**Task requirements:** Repeat each record word for word. Leave nothing out.
+++ The data
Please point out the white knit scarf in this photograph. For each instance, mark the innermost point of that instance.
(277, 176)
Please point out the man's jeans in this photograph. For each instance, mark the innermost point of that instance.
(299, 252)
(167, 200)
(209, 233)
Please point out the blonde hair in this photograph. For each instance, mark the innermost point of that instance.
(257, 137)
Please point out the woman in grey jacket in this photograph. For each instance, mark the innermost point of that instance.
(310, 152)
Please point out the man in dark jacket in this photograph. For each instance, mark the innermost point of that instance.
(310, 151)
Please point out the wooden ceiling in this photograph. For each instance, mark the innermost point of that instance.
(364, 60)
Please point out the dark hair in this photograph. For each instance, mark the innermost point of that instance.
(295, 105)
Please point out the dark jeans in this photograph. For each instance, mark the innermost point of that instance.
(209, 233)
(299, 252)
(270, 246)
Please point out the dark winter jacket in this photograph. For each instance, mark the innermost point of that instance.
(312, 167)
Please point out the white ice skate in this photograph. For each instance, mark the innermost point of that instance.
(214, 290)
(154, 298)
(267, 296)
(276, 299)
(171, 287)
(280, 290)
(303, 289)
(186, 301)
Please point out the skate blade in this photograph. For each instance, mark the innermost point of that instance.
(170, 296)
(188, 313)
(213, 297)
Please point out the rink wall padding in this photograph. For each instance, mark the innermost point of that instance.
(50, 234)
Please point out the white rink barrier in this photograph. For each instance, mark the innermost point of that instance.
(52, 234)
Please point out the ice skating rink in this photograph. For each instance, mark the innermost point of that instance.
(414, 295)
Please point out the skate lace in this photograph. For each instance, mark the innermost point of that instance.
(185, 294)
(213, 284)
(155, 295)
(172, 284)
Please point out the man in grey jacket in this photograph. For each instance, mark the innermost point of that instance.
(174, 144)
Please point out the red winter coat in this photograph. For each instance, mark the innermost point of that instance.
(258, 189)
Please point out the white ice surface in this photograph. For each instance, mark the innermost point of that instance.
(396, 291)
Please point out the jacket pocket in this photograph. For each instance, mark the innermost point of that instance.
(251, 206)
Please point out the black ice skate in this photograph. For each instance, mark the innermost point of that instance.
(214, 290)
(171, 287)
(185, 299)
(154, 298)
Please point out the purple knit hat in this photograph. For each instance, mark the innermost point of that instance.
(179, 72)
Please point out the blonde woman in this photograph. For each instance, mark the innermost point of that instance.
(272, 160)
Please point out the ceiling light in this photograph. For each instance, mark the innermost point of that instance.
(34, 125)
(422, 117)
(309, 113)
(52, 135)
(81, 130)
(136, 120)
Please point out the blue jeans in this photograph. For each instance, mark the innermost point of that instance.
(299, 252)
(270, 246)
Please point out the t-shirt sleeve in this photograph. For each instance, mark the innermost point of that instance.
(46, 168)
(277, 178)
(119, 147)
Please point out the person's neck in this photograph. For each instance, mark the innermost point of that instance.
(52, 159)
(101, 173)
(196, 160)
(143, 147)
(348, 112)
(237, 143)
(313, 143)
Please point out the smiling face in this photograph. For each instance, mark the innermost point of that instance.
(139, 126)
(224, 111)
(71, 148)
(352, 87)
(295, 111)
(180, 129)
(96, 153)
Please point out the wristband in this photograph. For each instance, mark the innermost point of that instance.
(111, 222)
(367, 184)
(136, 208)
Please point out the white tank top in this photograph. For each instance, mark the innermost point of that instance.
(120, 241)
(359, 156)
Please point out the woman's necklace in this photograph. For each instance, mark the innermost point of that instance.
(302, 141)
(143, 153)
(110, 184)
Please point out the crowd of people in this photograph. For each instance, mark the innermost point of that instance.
++++++
**Task solution:**
Please point out the white knit scarf in this photograph. For each instance, mark the innermost point of that instance.
(277, 176)
Please point out the man's jeans in this photograph. For each instance, mark the innermost point of that instance.
(299, 252)
(167, 200)
(209, 233)
Please point out the blonde hair in this photograph. For each instance, mark the innermost point of that instance.
(257, 137)
Please point out the woman in grey jacket in this photograph. For each instance, mark the innermost point of that instance.
(310, 152)
Please point out the man in dark jacket in this photograph. For each instance, mark the innermost point of that instance.
(310, 151)
Please point out the wooden ceiling in this photograph. For each instance, mark the innermost point of that instance.
(364, 60)
Please point out the dark hair in this photograph. For each instance, mark the innermost point of that instance.
(295, 105)
Please point out the dark jeans in this photograph. For each instance, mark the innermost point of that instance.
(209, 233)
(299, 252)
(270, 246)
Please point out the dark winter jacket in this photograph. For each instance, mark the innermost point of that instance.
(312, 167)
Please point out the white ice skate in this photograph. For each instance, mark the innermost point of that instance.
(214, 290)
(154, 298)
(267, 296)
(276, 299)
(171, 287)
(280, 290)
(303, 289)
(186, 301)
Please point out the skate blade in this photograph. For each instance, mark the innermost point of that instance.
(170, 296)
(188, 313)
(213, 297)
Please point out the rink wall padding in this photograph. For each instance, mark the innermost point of that instance.
(50, 234)
Please point out the white rink barrier in this photograph. For each instance, mark the innermost point of that instance.
(52, 234)
Please point out the ice skating rink in this photograph. For each instance, mark the innermost point of that instance.
(414, 295)
Please point out the skate lace in this photograph. For each instance, mark the innermost point of that instance.
(185, 294)
(213, 284)
(155, 295)
(172, 284)
Please point out the man in grey jacket in this photograph. For each instance, mark the innermost point of that instance.
(174, 144)
Please point out the red winter coat in this photograph. For each instance, mark the innermost point of that instance.
(258, 189)
Please point out the white ice surface in this photograph. For each instance, mark the innermost point of that instance.
(396, 291)
Please point out the jacket pocket in this photograph. For each instance, mark the innermost point of that instance.
(251, 206)
Please point out the black ice skate in this photograph. For each instance, mark the innermost point of that instance.
(214, 290)
(171, 287)
(185, 299)
(154, 298)
Please point out the purple knit hat in this photograph. For each instance, mark the innermost point of that instance.
(179, 72)
Please point out the blonde woman in this photograph. For each instance, mark the innermost point of that instance.
(272, 160)
Please point out the ceiling light in this photograph. For each instance, mark the innermost point of that instance.
(34, 125)
(422, 117)
(309, 113)
(52, 135)
(81, 130)
(136, 120)
Please point out the blue jeans in this photograph. For each instance, mark the innermost point of that instance.
(299, 252)
(270, 246)
Please point out the t-shirt sleeve in this photograph. For each instance, mark the innermost point of that instance.
(46, 168)
(277, 178)
(119, 147)
Please point out the person's neck in this photograph. For each instance, mark the innermost point of that instance.
(52, 159)
(101, 173)
(196, 160)
(143, 147)
(348, 112)
(237, 143)
(313, 143)
Please point out the smiling face in this photograph. For each instance, mark the innermost point of that instance.
(139, 126)
(224, 111)
(71, 148)
(352, 87)
(295, 111)
(180, 129)
(96, 153)
Please point out the wristband in this photograph. For each instance, mark the innermost point of that instance.
(111, 222)
(367, 184)
(136, 208)
Please point out the white tank top in this photograph. For each instance, mark the innermost point of that instance.
(120, 241)
(359, 156)
Please point out the woman's necklace in this photograph. For each instance, mark the innermost point of that instance.
(302, 141)
(143, 153)
(110, 184)
Please point out the crowd of people in this photograph. For each instance, mark the innermost point of that instance.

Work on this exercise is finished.